INFORMATION GIVEN
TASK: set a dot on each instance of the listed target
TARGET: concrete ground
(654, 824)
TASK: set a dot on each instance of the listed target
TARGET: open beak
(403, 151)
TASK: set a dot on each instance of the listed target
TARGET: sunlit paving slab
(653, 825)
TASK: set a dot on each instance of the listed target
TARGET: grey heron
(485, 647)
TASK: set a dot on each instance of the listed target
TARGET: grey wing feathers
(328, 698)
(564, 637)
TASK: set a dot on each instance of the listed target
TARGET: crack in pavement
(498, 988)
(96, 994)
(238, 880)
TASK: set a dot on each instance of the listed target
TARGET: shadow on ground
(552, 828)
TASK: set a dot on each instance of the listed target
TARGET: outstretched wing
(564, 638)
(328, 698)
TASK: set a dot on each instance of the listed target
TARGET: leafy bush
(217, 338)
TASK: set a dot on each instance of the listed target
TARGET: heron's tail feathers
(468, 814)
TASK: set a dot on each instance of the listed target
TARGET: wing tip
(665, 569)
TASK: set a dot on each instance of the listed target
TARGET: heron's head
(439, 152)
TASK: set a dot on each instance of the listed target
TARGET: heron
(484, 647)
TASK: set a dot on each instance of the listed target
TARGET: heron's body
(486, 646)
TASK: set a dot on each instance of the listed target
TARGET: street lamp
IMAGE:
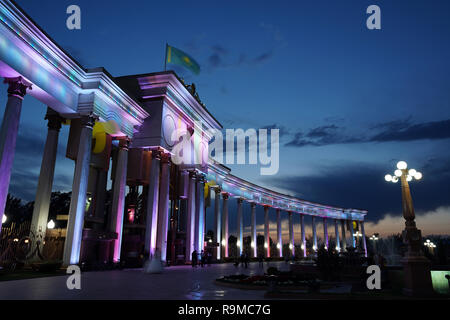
(416, 267)
(374, 238)
(357, 234)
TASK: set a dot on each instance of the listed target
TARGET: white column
(190, 221)
(344, 240)
(44, 189)
(151, 223)
(8, 135)
(325, 233)
(217, 221)
(163, 204)
(225, 225)
(75, 224)
(279, 235)
(314, 234)
(336, 231)
(352, 234)
(253, 229)
(364, 238)
(200, 214)
(266, 231)
(240, 230)
(118, 199)
(291, 234)
(302, 223)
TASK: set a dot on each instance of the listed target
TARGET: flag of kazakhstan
(176, 56)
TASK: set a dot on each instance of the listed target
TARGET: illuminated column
(291, 234)
(163, 204)
(8, 134)
(364, 238)
(200, 214)
(302, 222)
(225, 225)
(240, 226)
(352, 234)
(279, 235)
(314, 234)
(344, 240)
(325, 232)
(336, 231)
(75, 224)
(45, 183)
(217, 221)
(118, 199)
(266, 231)
(190, 221)
(151, 222)
(253, 227)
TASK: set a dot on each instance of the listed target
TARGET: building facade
(122, 129)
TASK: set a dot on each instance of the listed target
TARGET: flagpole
(165, 58)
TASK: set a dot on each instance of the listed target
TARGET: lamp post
(374, 239)
(416, 267)
(357, 234)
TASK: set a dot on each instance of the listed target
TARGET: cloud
(399, 130)
(436, 222)
(428, 130)
(321, 136)
(359, 185)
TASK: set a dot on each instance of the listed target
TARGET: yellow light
(402, 165)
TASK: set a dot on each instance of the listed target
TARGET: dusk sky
(349, 102)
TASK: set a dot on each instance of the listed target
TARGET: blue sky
(350, 102)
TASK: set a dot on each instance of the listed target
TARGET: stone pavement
(179, 282)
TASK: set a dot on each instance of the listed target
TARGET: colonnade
(221, 231)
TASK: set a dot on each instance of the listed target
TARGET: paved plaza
(180, 282)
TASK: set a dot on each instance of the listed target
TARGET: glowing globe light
(51, 224)
(402, 165)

GIVEN TASK
Output the material word for word, omitting its pictures.

PROBLEM SOLUTION
TASK: set a dot on each instance of the listed target
TARGET: concrete ground
(654, 824)
TASK: set a dot on each instance of the listed target
TARGET: open beak
(403, 151)
TASK: set a dot on each instance of the listed target
TARGET: sunlit paving slab
(653, 825)
TASK: set a dot on each instance of the listed target
TARGET: grey heron
(485, 647)
TASK: set a dot on each instance of the listed target
TARGET: grey wing feathers
(328, 698)
(564, 637)
TASK: set a dot on each instance of the listed target
TARGET: crack in pavement
(498, 988)
(96, 994)
(238, 880)
TASK: set a dot on each instance of the listed target
TARGET: shadow on ground
(552, 828)
TASK: set a dot on each instance of the listed target
TARGET: outstretched wing
(564, 638)
(328, 698)
TASK: set a dot on each instance of the listed target
TARGET: leafy bush
(217, 338)
TASK: set a dot on each instance of the listed target
TARGET: heron's tail feathers
(468, 814)
TASK: set a dot on each instance of the listed target
TARGET: wing tip
(665, 569)
TASK: set a dot on each instance of the listed target
TARGET: heron's head
(439, 152)
TASK: set a dot on each instance of the listed target
TARGET: heron
(484, 647)
TASK: set a dot on each instance of the listed target
TARGET: heron's body
(486, 646)
TASK: set a dot on each instance of the listed target
TARGET: street lamp
IMAGE:
(416, 267)
(374, 238)
(357, 234)
TASK: set a dot on each instance of the listed target
TARGET: white column
(190, 221)
(344, 240)
(44, 189)
(151, 223)
(8, 135)
(325, 233)
(217, 221)
(163, 204)
(225, 225)
(75, 224)
(279, 235)
(314, 234)
(336, 231)
(352, 234)
(253, 229)
(364, 238)
(200, 214)
(266, 231)
(240, 230)
(118, 199)
(291, 234)
(302, 223)
TASK: set a dot on each instance of the listed target
TARGET: flag of kazakhstan
(176, 56)
TASK: set a dot on each instance of the listed target
TARGET: illuminated column
(291, 234)
(163, 204)
(8, 134)
(364, 238)
(200, 214)
(302, 222)
(225, 225)
(240, 226)
(352, 234)
(279, 235)
(314, 234)
(344, 240)
(325, 232)
(336, 231)
(75, 224)
(45, 183)
(217, 221)
(118, 199)
(266, 231)
(190, 221)
(151, 222)
(253, 227)
TASK: set a dot on each instance of the listed target
TARGET: building facade
(122, 129)
TASK: set a dot on each instance of the listed target
TARGET: flagpole
(165, 58)
TASK: set a dot on each instance of the listed target
TARGET: lamp post
(374, 239)
(416, 267)
(357, 234)
TASK: set a dot on each instance of the listed target
TARGET: cloud
(399, 130)
(436, 222)
(428, 130)
(321, 136)
(359, 185)
TASK: set a dot on each instance of the listed target
TARGET: yellow light
(402, 165)
TASK: set a dot on each instance of the listed target
TARGET: dusk sky
(349, 102)
TASK: set a dot on each instance of the listed target
TARGET: blue sky
(350, 102)
TASK: set a dot on each instance of the listed target
TARGET: stone pavement
(179, 282)
TASK: set a dot on each instance of the listed target
TARGET: colonnade
(221, 231)
TASK: set a dot on each instance of the listed target
TARGET: paved plaza
(180, 282)
TASK: set a dot on each instance of the listed target
TARGET: glowing globe light
(51, 224)
(402, 165)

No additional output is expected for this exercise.